> _Exercise instructions_
(a) In the forum thread below, which Makita model is said to be a rebranded Dolmar 109?
(b) Restate the part of the forum thread below that opens with the words containing "## misterfish (9" and closes with "cozens (14 Jun 2010)", swapping "spares" for "parts".

> _Passage to read_
• • •
# Sachs Dolmar spares



## dickm (2 May 2010)

Recently bought a very clean Sachs Dolmar 109 chainsaw, which is quite an old model, but in excellent condition. However, knowing my luck with chainsaws, I've been checking out the spares position, and as a result of the takeover by Makita, subsequent takeover of that bit of Makita by Tanaka, and now Dolmar being spun out as a separate brand again, it looks as if specialist spares (other than just chains/bars) are difficult. 
Anybody know a good source, just in case?


----------



## misterfish (3 May 2010)

I had a Sachs Dolmar chainsaw that I bought in the very early 80's. I hadn't used it for ages and couldn't get it started a couple of years ago so got it looked at and was told that it was beyond repair as the electrics were shot and spares weren't available. I gave up on it and bought a decent electric one (as I only need to use it in the garden).

Misterfish


----------



## dickm (3 May 2010)

misterfish":1jb2g9a2 said:


> I gave up on it



Thanks


----------



## Shrubby (9 May 2010)

Sachs-dolmar is owned by Makita - plenty of good dealers around
Matt


----------



## misterfish (9 May 2010)

True, but I was told that spares for the really old models were not available.

Misterfish


----------



## nick cozens (14 Jun 2010)

i have a sachs dolmar 109 chainsaw with a broken piston ring,dose anyone know where i can get one?


----------



## hanser (14 Jun 2010)

The Dolmar chain saw I used to own was a pig to start. I got shot of it and bought a Stihl and its never failed to start in 16 years of occasional use.


----------



## dickm (15 Jun 2010)

nick cozens":2n05x7ik said:


> i have a sachs dolmar 109 chainsaw with a broken piston ring,dose anyone know where i can get one?



My chainsaw repair book suggests, and I've now had confirmed by a Dolmar dealer in the USA on the Arborist site, that the Makita DCS430 is actually a rebranded Dolmar 109. 
Miles Machinery http://www.mtmc.co.uk/Spare-Parts/M...-spare-parts/p-240-16728-268444-269000-17983/
have most of the parts for it available, at what look like sensible prices.


----------
• • •
> _Material provided_
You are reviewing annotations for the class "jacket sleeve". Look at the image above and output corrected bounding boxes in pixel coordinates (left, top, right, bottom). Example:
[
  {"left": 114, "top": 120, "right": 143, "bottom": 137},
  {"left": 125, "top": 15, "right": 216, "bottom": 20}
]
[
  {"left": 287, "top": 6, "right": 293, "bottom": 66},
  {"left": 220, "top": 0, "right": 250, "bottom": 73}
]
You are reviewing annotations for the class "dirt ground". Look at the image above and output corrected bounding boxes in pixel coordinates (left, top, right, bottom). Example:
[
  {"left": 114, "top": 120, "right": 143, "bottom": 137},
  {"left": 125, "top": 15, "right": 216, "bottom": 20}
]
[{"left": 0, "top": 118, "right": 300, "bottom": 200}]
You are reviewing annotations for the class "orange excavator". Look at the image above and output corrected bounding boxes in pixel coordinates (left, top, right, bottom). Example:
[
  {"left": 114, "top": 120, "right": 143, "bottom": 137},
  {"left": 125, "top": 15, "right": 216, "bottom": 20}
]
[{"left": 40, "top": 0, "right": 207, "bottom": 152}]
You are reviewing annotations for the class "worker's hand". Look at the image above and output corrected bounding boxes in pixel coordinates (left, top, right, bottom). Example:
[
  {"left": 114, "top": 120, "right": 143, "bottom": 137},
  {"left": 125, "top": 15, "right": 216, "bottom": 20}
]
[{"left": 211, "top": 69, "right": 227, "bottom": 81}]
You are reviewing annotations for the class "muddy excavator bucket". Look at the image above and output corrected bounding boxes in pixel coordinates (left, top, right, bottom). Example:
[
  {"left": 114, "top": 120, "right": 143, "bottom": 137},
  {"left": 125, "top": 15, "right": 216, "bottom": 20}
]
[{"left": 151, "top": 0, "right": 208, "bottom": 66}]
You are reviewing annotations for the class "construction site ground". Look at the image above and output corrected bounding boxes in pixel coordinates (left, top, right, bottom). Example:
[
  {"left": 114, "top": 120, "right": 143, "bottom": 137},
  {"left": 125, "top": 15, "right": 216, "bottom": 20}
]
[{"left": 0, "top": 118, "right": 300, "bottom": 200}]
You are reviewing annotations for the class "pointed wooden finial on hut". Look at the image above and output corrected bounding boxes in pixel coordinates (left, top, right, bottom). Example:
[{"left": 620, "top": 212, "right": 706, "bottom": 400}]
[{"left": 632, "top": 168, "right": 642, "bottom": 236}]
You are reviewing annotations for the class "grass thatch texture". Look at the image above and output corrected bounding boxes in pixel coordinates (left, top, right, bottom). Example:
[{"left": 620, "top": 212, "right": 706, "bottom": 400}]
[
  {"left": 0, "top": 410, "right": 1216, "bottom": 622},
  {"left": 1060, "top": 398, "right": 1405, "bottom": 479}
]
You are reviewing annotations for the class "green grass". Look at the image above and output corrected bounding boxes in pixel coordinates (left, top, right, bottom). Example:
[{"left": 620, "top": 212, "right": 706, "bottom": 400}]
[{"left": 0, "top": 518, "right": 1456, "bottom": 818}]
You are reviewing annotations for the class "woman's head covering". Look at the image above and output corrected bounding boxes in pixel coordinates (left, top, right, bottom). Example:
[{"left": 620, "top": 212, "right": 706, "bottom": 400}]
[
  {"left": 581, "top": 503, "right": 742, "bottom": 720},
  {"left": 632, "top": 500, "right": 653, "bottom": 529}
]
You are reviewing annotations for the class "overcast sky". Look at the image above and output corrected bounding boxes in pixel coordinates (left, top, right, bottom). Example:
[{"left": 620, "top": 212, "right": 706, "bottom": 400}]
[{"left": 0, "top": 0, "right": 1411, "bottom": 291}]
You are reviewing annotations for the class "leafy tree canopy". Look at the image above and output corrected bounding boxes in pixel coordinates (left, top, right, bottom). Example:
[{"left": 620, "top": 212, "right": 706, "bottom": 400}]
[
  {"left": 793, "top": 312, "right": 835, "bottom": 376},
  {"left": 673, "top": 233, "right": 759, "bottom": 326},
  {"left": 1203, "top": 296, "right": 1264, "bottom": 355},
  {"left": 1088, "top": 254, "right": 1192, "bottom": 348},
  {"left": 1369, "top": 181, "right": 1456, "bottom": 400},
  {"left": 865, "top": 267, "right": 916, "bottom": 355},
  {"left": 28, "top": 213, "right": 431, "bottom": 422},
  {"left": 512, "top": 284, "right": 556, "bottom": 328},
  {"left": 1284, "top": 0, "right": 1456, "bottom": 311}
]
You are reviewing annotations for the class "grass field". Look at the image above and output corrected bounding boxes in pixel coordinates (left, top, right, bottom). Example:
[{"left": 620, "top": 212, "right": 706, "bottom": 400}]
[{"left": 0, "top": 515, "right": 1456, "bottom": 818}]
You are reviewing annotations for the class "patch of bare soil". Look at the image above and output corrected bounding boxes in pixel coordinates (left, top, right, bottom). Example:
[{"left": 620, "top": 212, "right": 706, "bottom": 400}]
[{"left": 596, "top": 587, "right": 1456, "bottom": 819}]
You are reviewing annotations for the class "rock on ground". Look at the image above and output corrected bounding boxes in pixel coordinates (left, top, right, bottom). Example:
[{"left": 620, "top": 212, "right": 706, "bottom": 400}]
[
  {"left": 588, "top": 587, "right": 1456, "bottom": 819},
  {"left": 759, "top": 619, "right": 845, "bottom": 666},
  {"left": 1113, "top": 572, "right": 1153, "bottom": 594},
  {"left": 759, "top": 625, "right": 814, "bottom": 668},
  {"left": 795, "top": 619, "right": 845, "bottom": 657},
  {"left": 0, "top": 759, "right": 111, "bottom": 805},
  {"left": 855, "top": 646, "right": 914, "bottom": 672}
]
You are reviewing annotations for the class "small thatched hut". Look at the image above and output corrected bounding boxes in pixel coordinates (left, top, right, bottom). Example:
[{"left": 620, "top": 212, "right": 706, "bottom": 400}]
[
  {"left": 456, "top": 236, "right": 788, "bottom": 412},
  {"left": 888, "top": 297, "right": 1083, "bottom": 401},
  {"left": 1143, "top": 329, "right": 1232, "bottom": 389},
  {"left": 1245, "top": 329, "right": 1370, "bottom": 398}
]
• • •
> _Set of answers_
(a) The Makita DCS430.

(b)
## misterfish (9 May 2010)

True, but I was told that parts for the really old models were not available.

Misterfish


----------



## nick cozens (14 Jun 2010)